*Prompt*. Give the lines of the records below as a Markdown table with the columns "No." and "Text", numbering each row and leaving out blank lines and pictures.

*Data shown*.
================

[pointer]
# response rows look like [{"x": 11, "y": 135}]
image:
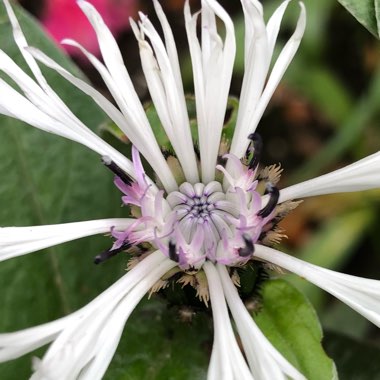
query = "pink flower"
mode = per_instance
[{"x": 63, "y": 18}]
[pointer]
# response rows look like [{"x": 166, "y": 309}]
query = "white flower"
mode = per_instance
[{"x": 212, "y": 221}]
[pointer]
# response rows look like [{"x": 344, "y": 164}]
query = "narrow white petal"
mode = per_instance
[
  {"x": 44, "y": 109},
  {"x": 16, "y": 344},
  {"x": 80, "y": 344},
  {"x": 274, "y": 23},
  {"x": 162, "y": 74},
  {"x": 361, "y": 294},
  {"x": 359, "y": 176},
  {"x": 253, "y": 111},
  {"x": 17, "y": 241},
  {"x": 265, "y": 361},
  {"x": 225, "y": 351},
  {"x": 212, "y": 64},
  {"x": 111, "y": 333},
  {"x": 257, "y": 61},
  {"x": 136, "y": 125}
]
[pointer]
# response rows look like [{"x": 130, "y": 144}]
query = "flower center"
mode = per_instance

================

*Task output*.
| No. | Text |
|---|---|
| 1 | [pointer] |
| 2 | # response rows look like [{"x": 11, "y": 135}] |
| 3 | image: |
| 4 | query = "pink flower" |
| 5 | mode = per_instance |
| 6 | [{"x": 63, "y": 18}] |
| 7 | [pointer] |
| 8 | # response rows look like [{"x": 166, "y": 309}] |
| 9 | query = "white flower" |
| 10 | mode = per_instance |
| 11 | [{"x": 212, "y": 221}] |
| 12 | [pointer] |
| 13 | # response rows look like [{"x": 344, "y": 164}] |
| 14 | query = "narrow white petal" |
| 15 | mode = per_instance |
| 16 | [ |
| 17 |   {"x": 44, "y": 109}, |
| 18 |   {"x": 16, "y": 344}, |
| 19 |   {"x": 80, "y": 344}, |
| 20 |   {"x": 274, "y": 23}, |
| 21 |   {"x": 162, "y": 74}, |
| 22 |   {"x": 361, "y": 294}, |
| 23 |   {"x": 359, "y": 176}, |
| 24 |   {"x": 253, "y": 111}, |
| 25 |   {"x": 17, "y": 241}, |
| 26 |   {"x": 265, "y": 361}, |
| 27 |   {"x": 225, "y": 351}, |
| 28 |   {"x": 212, "y": 64}, |
| 29 |   {"x": 111, "y": 333}, |
| 30 |   {"x": 257, "y": 61}, |
| 31 |   {"x": 136, "y": 125} |
| 32 | ] |
| 33 | [pointer] |
| 34 | # response rows look like [{"x": 130, "y": 144}] |
| 35 | query = "flower center" |
| 36 | mode = per_instance |